**Exercise aim**
Quote every line of the data below as it stands, omitting pictures.
○ ○ ○
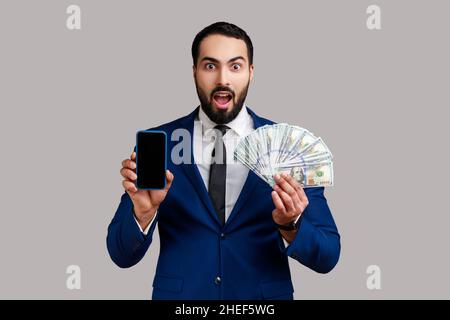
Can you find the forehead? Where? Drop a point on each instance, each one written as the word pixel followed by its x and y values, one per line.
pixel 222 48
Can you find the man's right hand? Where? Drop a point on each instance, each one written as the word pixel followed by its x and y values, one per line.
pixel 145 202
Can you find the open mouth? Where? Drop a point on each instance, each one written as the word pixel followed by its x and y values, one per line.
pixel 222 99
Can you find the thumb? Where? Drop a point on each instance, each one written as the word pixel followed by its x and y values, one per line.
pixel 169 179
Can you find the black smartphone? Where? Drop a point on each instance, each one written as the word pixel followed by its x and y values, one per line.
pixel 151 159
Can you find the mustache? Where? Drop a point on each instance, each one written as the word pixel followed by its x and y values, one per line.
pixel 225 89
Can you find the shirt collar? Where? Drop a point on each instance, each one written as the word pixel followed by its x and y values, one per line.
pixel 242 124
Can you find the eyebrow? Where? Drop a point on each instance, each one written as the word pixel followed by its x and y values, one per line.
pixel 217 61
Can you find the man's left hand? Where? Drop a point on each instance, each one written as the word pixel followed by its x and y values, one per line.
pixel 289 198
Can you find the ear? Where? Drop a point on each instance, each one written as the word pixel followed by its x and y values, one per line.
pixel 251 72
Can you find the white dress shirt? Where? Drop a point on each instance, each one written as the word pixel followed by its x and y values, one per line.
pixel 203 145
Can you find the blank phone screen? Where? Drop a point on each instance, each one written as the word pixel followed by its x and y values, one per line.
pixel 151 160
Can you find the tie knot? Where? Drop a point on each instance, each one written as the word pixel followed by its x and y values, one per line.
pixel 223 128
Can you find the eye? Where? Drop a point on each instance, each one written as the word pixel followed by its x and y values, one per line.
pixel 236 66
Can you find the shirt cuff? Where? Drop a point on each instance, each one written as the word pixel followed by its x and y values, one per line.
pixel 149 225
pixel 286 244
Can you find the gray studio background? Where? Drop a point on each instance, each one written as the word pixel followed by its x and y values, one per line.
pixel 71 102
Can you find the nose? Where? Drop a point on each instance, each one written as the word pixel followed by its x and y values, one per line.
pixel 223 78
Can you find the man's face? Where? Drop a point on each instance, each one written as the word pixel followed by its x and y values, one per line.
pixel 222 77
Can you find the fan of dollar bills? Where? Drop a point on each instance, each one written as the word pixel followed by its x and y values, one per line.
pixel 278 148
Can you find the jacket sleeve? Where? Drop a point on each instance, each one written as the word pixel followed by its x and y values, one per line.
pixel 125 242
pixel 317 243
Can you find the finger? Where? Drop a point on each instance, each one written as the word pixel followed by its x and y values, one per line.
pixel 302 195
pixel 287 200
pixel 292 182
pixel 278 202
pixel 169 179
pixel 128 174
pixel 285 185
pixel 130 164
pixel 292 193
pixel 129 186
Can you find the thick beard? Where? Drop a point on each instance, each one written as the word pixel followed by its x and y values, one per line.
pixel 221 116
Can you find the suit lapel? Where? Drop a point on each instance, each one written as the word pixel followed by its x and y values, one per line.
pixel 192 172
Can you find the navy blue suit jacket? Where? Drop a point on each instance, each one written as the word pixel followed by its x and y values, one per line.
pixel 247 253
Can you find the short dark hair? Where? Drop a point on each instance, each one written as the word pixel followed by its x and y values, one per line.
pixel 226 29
○ ○ ○
**Exercise response**
Can you find the forehead? Where? Drop a point on each instance, each one written as the word pixel followed by its x and y values, one per line.
pixel 222 48
Can you find the man's right hand? Where? Drop a point on each instance, each one written as the word pixel followed by its x and y values, one per line.
pixel 145 202
Can you find the open mouth? Where? Drop a point on each instance, each one written as the word pixel followed by its x and y values, one per line.
pixel 222 99
Can you find the thumb? Where? Drop a point on each instance, each one written as the word pixel followed by its x and y values, one per line.
pixel 169 179
Can you find the black smartphone? Where? Drop a point on each instance, each one written as the word pixel followed by its x and y values, one per line.
pixel 151 159
Can you find the mustache? Where? Drop a point on each instance, each one written as the word pixel followed by its x and y values, one per line.
pixel 225 89
Can you find the shirt collar? Where? Drop a point on each instance, each one written as the word pixel followed by its x and y values, one per line.
pixel 242 124
Can you find the eyebrow? Where? Drop a point on each instance, each one written as the word pixel followed by its x and y values, one per line.
pixel 217 61
Can you find the man's left hand? Where? Drop a point on each instance, each one written as the word pixel followed by its x and y values, one per line.
pixel 289 198
Can you find the ear? Where? Drop a point on each instance, each one written as the word pixel followed by its x and y values, one per line.
pixel 251 72
Can you find the white dress shirt? Where? Drop a point on each instance, each one written as the word pixel followed by its x and y values, one per line.
pixel 203 145
Can you find the blank phone screen? Where? Drop a point on each instance, each one written as the word pixel followed by its x and y values, one per line.
pixel 151 160
Can you find the tie knot? Where? Drop a point on each instance, each one written as the word pixel followed by its x and y values, one per line.
pixel 223 128
Can you find the eye? Where? Drop a point on each instance, each one written as the word pixel followed by its x and y values, one per line.
pixel 236 66
Can you find the shirt cuff? Where? Drop a point on each instance, each one written as the word pixel followed by its x and y values, one per line.
pixel 149 225
pixel 286 244
Can you find the gray studio background? Where? Drop a point on each instance, each one written as the word pixel followed by its x and y values, one per line.
pixel 71 102
Can you find the nose? Where? Drop a point on each instance, each one written as the word pixel followed by its x and y values, one per line.
pixel 223 78
Can you find the man's face? Where? Drop a point on each instance, each one written as the word pixel followed by its x and y values, one per line.
pixel 222 77
Can you find the fan of dollar bills? Where? Drop a point on each instance, each one written as the word pixel followed by its x and y values, one per line.
pixel 278 148
Can you find the jacket sleeve? Where? Drop a point on each instance, each one written as the word pixel followed by its x and y values, one per line.
pixel 125 242
pixel 317 243
Can you find the finger? Where? Drop a point on each instance, each one written as the word pixel followed by its x and y values, one per line.
pixel 302 195
pixel 287 200
pixel 292 182
pixel 278 202
pixel 169 179
pixel 128 174
pixel 285 185
pixel 130 164
pixel 292 193
pixel 129 186
Can you find the thick beard? Where? Drop a point on each instance, each one written as the word pixel followed by its x and y values, one per line.
pixel 221 116
Can you find the suit lapel? Where? Drop a point on each instance, each one written as the word pixel followed by its x and y values, one per line.
pixel 192 172
Can you find the navy blue suit jacket? Where? Drop a point on each instance, each one written as the word pixel followed by its x and y values, one per line.
pixel 247 253
Can you find the short dark hair? Where? Drop a point on each instance, each one written as the word pixel followed by its x and y values, one per line.
pixel 226 29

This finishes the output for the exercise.